▶ SOURCE DOCUMENT:
Section 9, Rule 41 of the Rules of Court provides that in appeals by notice of appeal, the court loses jurisdiction over the case upon the perfection of the appeals filed in due time and the expiration of the time to appeal of the other parties.

In this case,  petitioner had duly perfected its appeal of the RTC’s September 21, 2011 Decision resolving the Main Case through the timely filing of its Notice of Appeal dated October 27, 2011, together with the payment of the appropriate docket fees. The RTC, in an Order39 dated January 25, 2012, had actually confirmed this fact, and thereby ordered the elevation of the entire records to the CA. Meanwhile, records do not show that respondents filed any appeal, resulting in the lapse of its own period to appeal therefrom. Thus, based on Section 9, Rule 41, it cannot be seriously doubted that the RTC had already lost jurisdiction over the Main Case.

With the RTC’s loss of jurisdiction over the Main Case necessarily comes its loss of jurisdiction over all matters merely ancillary thereto. Thus, the propriety of conducting a trial by commissioners in order to determine the excessiveness of the subject preliminary attachment, being a mere ancillary matter to the Main Case, is now mooted by its supervening appeal in CA-G.R. CV No. 98237.

Note that in Sps. Olib v. Judge Pastoral,40 the Court, in view of the nature of a preliminary attachment, definitively ruled that the attachment itself cannot be the subject of a separate action independent of the principal action because the attachment was only an incident of such action, viz.:

Attachment is defined as a provisional remedy by which the property of an adverse party is taken into legal custody, either at the commencement of an action or at any time thereafter, as a security for the satisfaction of any judgment that may be recovered by the plaintiff or any proper party.

It is an auxiliary remedy and cannot have an independent existence apart from the main suit or claim instituted by the plaintiff against the defendant. Being merely ancillary to a principal proceeding, the attachment must fail if the suit itself cannot be maintained as the purpose of the writ can no longer be justified.

▶ RECORDED DATA:

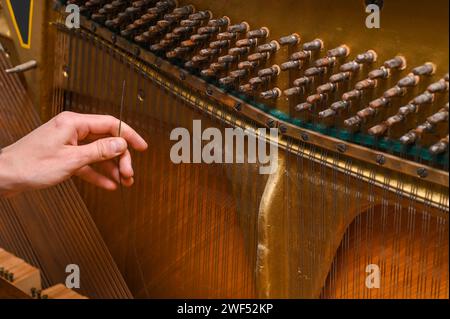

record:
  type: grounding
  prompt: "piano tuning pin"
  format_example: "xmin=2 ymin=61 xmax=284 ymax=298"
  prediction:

▶ YOUR GOAL: In the court ruling on jurisdiction and preliminary attachment, what is the date of the RTC Order that confirmed the perfection of petitioner's appeal and directed that the entire records be elevated to the CA?

▶ TASK RESPONSE: January 25, 2012